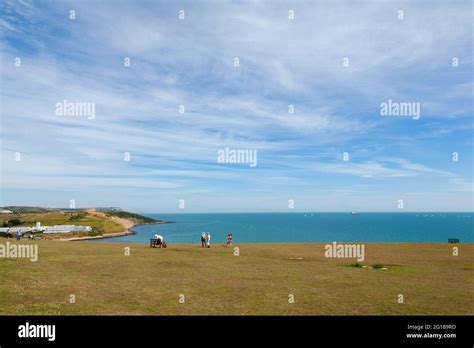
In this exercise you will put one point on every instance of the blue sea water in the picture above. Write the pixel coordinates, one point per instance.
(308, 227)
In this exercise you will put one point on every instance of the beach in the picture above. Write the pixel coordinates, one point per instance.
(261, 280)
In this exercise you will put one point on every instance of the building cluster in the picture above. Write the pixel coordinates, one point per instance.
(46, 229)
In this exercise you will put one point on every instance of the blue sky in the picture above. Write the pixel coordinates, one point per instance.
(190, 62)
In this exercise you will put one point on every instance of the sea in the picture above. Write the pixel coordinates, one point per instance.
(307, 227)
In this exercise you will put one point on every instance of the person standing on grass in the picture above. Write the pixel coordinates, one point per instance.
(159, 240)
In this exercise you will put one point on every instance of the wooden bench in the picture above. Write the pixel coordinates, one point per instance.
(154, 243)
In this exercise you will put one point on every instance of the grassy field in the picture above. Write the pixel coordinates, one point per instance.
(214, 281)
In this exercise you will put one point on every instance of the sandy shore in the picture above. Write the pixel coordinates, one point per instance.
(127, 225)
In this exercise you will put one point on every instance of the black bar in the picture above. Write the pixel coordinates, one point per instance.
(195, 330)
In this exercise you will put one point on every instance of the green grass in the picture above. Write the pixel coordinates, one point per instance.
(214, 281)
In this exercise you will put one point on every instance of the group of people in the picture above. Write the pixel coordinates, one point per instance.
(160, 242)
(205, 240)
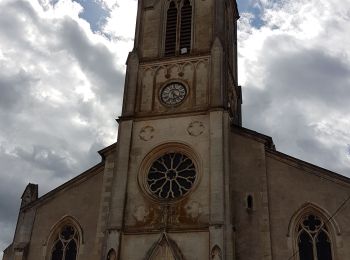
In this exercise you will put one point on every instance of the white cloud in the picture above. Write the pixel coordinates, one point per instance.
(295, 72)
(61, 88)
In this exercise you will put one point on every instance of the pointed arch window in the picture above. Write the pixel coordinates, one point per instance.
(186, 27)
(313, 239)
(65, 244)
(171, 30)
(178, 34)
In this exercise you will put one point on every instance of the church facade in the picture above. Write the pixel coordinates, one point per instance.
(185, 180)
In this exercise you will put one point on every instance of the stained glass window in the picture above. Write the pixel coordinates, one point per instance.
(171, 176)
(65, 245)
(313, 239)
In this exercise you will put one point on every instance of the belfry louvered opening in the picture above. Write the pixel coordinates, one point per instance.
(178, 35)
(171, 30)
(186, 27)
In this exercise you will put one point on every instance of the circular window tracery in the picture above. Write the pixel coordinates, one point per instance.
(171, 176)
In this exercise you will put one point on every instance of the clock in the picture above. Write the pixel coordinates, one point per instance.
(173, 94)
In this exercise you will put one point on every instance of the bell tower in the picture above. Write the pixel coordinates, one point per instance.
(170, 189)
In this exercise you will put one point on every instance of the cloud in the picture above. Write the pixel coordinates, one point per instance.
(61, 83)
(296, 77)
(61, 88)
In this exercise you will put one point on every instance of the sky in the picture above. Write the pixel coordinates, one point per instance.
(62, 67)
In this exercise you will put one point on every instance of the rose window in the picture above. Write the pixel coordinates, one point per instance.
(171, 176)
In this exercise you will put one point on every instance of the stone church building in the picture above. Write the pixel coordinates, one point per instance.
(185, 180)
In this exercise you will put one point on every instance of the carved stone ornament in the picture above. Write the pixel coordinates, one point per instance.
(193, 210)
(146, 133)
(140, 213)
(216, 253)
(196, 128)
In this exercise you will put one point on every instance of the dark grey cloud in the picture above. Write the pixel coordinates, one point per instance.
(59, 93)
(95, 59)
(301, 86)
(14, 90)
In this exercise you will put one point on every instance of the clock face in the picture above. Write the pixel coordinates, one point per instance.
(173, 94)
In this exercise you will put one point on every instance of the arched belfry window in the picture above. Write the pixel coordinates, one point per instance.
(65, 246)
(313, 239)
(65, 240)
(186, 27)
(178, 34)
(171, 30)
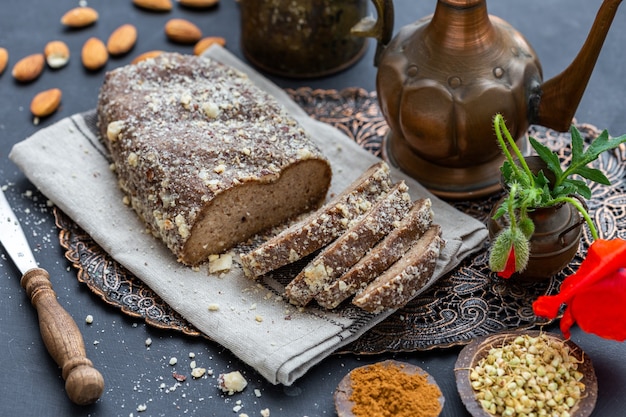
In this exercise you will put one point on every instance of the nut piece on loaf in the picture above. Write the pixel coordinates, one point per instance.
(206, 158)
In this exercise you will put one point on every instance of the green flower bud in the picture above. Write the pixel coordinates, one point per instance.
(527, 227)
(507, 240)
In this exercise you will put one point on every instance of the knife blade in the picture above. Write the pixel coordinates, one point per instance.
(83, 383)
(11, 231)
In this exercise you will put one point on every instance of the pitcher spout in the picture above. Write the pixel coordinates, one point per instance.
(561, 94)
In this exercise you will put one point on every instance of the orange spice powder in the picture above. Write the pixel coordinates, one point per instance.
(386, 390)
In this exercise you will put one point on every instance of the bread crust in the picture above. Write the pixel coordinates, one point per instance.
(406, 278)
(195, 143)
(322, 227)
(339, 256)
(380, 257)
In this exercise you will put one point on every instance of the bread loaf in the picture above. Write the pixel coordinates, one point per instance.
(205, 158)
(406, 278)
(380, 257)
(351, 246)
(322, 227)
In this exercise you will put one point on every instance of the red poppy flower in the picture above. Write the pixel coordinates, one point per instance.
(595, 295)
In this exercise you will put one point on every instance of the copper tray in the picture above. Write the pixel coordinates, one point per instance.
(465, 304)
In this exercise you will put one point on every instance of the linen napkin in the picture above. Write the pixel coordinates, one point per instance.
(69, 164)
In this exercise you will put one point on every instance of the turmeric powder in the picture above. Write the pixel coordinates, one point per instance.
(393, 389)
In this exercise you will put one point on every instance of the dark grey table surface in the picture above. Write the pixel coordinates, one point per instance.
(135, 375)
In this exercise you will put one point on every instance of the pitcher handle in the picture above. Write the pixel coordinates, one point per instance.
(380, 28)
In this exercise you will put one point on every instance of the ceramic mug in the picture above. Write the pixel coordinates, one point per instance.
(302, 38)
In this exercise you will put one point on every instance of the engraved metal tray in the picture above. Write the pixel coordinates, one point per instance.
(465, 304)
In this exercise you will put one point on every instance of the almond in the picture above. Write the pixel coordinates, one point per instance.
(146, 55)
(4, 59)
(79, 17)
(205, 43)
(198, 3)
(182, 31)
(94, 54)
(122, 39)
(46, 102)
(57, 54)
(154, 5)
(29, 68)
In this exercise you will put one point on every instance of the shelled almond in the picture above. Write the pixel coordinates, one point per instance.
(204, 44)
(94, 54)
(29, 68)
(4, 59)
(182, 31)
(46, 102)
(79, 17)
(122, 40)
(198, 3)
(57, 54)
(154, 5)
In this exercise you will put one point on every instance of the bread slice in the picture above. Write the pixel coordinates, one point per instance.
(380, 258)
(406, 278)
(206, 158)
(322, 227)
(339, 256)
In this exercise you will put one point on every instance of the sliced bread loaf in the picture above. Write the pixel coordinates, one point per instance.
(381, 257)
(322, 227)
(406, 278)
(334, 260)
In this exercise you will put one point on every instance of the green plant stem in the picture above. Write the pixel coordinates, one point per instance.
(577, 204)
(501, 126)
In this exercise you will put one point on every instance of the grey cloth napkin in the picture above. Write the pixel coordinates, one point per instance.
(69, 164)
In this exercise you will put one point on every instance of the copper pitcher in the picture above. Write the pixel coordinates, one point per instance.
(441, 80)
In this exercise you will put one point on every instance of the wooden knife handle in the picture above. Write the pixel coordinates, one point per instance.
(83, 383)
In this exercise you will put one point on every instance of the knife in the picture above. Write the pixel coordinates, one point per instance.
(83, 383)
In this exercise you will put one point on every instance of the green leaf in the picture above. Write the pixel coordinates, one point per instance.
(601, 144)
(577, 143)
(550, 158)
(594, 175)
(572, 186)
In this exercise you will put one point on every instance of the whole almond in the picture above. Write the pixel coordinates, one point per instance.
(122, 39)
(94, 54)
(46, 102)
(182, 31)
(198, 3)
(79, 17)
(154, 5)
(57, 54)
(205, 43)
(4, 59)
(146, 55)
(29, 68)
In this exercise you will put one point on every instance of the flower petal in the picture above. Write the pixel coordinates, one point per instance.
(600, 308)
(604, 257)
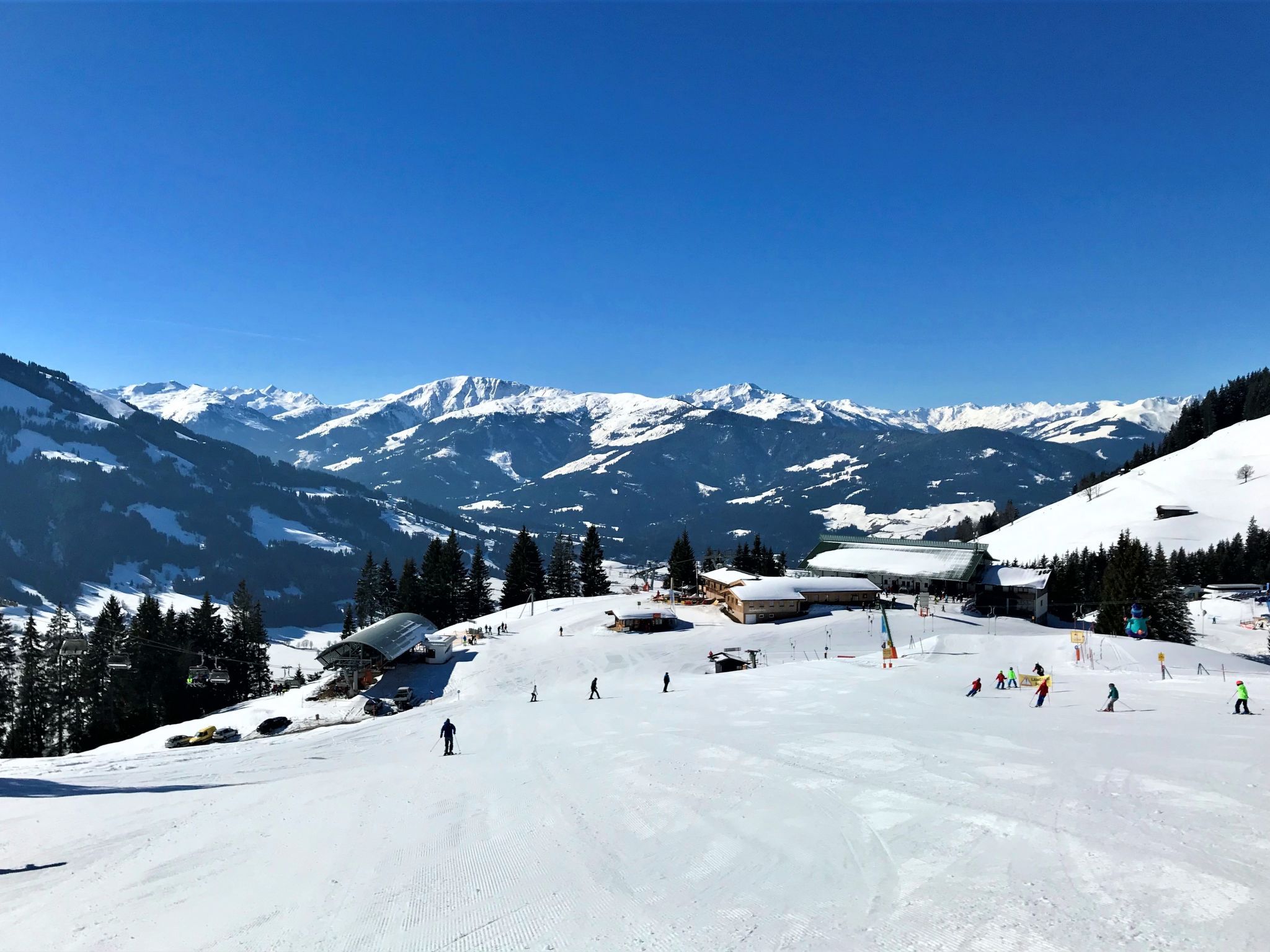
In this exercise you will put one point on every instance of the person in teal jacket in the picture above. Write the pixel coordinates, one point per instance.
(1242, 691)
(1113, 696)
________________________________________
GIVEN REQUEST: Leave the pictures out, and reproduce only the lines from the line holding "of the whole" through the last line of the material, both included.

IN RESPONSE:
In this exercise you will put one point on every instance of the whole almond in the picture above. Write the pixel coordinates, one point per instance.
(122, 39)
(94, 54)
(46, 102)
(182, 31)
(198, 3)
(79, 17)
(154, 5)
(57, 54)
(205, 43)
(4, 59)
(146, 55)
(29, 68)
In this exercise you will put one point on every instance of the flower petal in the picture above. Write the pixel coordinates, one point per instance.
(600, 308)
(604, 257)
In this exercise you will put one point on every instance of the person in teal jacket in the picture above. Write the pixel coordinates, one point per instance.
(1242, 691)
(1113, 696)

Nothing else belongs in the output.